== Page excerpt

United States Court of Appeals, Third Circuit

August 12, 2019

DONNA DINAPLES, on behalf of herself and all others similarly situated
v.
MRS BPO, LLC; JOHN DOES 1-25 MRS BPO, LLC, Appellant

          Argued: June 27, 2019

          On Appeal from the United States District Court for the Western District of Pennsylvania (D.C. No. 2-15-cv-01435) Chief District Judge: Honorable Mark R. Hornak

          Michael D. Alltmont [ARGUED] Bryan C. Shartle Sessions Fishman Nathan & Israel, Andrew J. Blady Sessions Fishman Nathan & Israel, Ross Enders Law Offices of J. Scott Watson Counsel for Appellant MRS BPO, LLC

          Ari H. Marcus Yitzchak Zelman [ARGUED] Marcus & Zelman Mark G. Moynihan Suite 1-N Counsel for Appellee Donna DiNaples

          Before: SMITH, Chief Judge, and CHAGARES and GREENAWAY, JR., Circuit Judges

          OPINION

          CHAGARES, CIRCUIT JUDGE.

         Five years ago, in Douglass v. Convergent Outsourcing, 765 F.3d 299 (3d Cir. 2014), we held that a debt collector violated the Fair Debt Collection Practices Act ("FDCPA"), 15 U.S.C. §§ 1692-1692p, when it sent a collection letter in an envelope displaying the debtor's internal account number with the collection agency. We are now asked to decide whether the same is true when the envelope does not, on its face, show the account number but does display an unencrypted "quick response," or "QR," code that reveals the number when scanned. The District Court held that such conduct violates the FDCPA. We agree and will affirm.

         I.

====

- **What you need to do**
1 - According to the court opinion, what did the envelope display instead of showing the account number on its face?
2 - Carry on writing the court opinion from the point where it stops.
The lines after the court opinion have nothing to do with what is asked here.

== Data rows

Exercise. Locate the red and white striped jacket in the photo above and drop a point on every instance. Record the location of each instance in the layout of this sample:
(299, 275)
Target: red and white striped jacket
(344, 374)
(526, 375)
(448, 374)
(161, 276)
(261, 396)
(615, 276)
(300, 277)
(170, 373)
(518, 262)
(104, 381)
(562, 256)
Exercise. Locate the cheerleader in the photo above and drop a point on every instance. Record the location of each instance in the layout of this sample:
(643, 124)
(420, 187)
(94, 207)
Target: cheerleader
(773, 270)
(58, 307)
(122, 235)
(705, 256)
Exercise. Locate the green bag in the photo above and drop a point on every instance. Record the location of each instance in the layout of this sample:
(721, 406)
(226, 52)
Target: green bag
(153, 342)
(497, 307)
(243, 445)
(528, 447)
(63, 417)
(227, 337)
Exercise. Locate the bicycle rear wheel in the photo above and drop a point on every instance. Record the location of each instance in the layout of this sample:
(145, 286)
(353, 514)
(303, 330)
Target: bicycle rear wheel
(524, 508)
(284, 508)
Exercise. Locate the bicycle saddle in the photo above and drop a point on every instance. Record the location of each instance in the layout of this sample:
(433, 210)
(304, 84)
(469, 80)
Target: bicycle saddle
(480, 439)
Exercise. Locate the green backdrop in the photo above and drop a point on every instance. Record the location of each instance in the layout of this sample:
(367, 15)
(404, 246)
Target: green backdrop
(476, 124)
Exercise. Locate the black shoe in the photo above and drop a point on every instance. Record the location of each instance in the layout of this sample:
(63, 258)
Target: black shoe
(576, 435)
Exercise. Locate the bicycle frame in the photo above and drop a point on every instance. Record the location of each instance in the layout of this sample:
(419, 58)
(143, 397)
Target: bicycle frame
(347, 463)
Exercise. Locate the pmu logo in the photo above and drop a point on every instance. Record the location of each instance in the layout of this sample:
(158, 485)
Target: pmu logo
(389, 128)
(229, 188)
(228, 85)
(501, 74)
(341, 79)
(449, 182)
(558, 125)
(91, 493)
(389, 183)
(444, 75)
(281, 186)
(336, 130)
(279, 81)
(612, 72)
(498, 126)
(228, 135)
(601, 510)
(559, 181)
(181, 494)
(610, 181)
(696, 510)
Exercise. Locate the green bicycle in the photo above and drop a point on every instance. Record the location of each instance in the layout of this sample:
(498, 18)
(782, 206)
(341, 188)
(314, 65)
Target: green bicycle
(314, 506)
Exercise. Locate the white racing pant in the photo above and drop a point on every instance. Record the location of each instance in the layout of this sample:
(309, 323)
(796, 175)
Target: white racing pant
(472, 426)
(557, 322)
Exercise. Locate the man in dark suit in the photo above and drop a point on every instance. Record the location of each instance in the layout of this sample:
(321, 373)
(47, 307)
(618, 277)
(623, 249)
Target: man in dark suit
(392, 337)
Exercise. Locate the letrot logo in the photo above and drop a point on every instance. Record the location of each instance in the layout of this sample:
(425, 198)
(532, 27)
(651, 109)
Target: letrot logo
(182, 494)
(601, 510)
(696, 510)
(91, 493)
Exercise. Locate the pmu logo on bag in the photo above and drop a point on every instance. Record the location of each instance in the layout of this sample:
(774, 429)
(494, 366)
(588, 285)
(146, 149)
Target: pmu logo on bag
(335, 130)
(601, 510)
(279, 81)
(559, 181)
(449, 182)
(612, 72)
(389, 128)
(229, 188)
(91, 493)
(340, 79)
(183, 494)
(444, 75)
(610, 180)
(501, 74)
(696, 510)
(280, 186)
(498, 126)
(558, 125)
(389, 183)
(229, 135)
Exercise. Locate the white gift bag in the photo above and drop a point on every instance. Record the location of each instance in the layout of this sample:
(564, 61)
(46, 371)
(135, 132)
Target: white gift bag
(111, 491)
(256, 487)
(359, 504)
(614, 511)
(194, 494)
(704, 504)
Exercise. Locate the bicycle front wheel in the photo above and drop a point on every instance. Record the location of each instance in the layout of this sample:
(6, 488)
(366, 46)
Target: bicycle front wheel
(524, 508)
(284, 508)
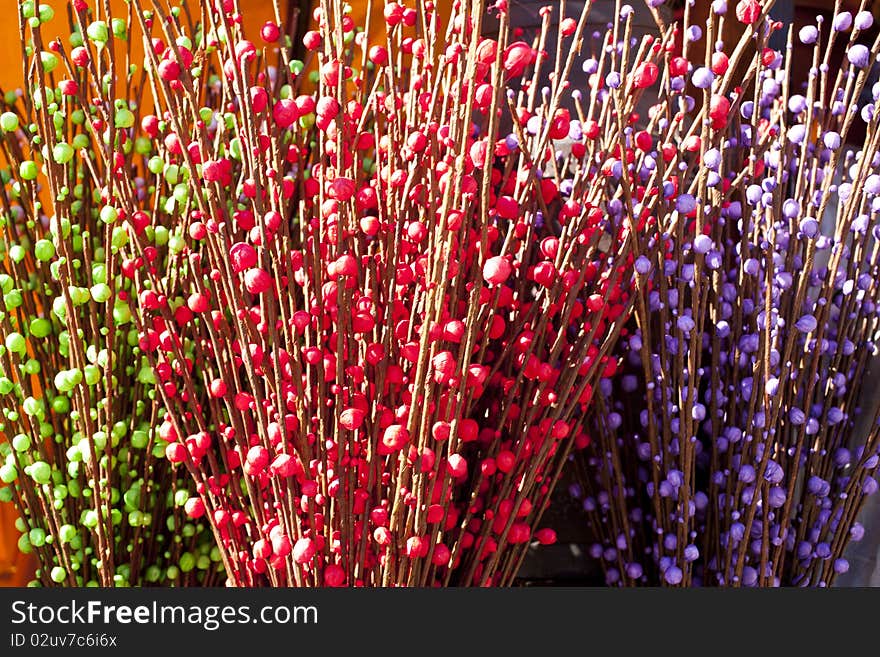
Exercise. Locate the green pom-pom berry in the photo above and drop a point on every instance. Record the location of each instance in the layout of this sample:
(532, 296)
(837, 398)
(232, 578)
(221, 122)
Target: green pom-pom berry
(58, 574)
(21, 442)
(8, 121)
(8, 473)
(16, 343)
(40, 472)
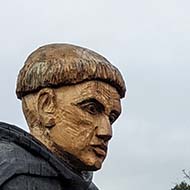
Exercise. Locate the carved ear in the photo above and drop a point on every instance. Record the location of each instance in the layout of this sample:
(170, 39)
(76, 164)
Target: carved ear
(46, 104)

====

- **Task answers**
1 - An unencrypted QR code that reveals the account number when scanned.

2 -
         The facts underlying this appeal are undisputed. Donna DiNaples had a credit card through Chase Bank. Eventually, she fell behind on her payments, so Chase assigned her account to a debt collection agency called MRS BPO, LLC ("MRS"). MRS sent DiNaples a collection letter as a pressure-sealed envelope that had a QR code printed on its face. QR codes, including the one here, can be scanned by a reader downloadable as an application (better known as an "app") on a smartphone. And this QR code, when scanned with a QR-code reader, revealed the following sequence: "LU4.###1813.3683994."[1] The string "LU4.###1813" was the internal reference number associated with DiNaples's account at MRS.

         DiNaples filed a class action lawsuit against MRS, alleging that the collection agency, by printing the QR code on the envelope, had violated the FDCPA, which prohibits debt collectors from "[u]sing any language or symbol, other than the debt collector's address, on any envelope when communicating with a consumer by use of the mails." 15 U.S.C. § 1692f(8). Each side eventually filed a motion for summary judgment.

         The District Court granted DiNaples's motion on liability, concluding that MRS violated the FDCPA. The District Court explained that this conclusion was required by our decision in Douglass, in which we held that a debt collector violates § 1692f(8) by placing on an envelope the consumer's account number with the debt collector. 765 F.3d at 303, 306. For the District Court, there was no meaningful difference between displaying the account number itself and displaying a QR code - scannable "by any teenager with a smartphone app" - with the number embedded. DiNaples v. MRS BPO, LLC, No. 2:15-cv-01435-MAP, 2017 WL 5593471, at *2 (W.D. Pa. Nov. 21, 2017). The District Court further rejected MRS's contention that DiNaples had not "suffered a concrete injury," explaining that DiNaples was injured by "the disclosure of confidential information." Id. And the District Court rejected MRS's argument that it was protected by the FDCPA's "bona fide error defense." Id. at *3. The District Court also certified the proposed class.

         The parties thereafter stipulated that, to the extent that there was liability, the damages would be $11, 000. The District Court granted judgment for DiNaples and the class for that amount, and this timely appeal followed.

         II.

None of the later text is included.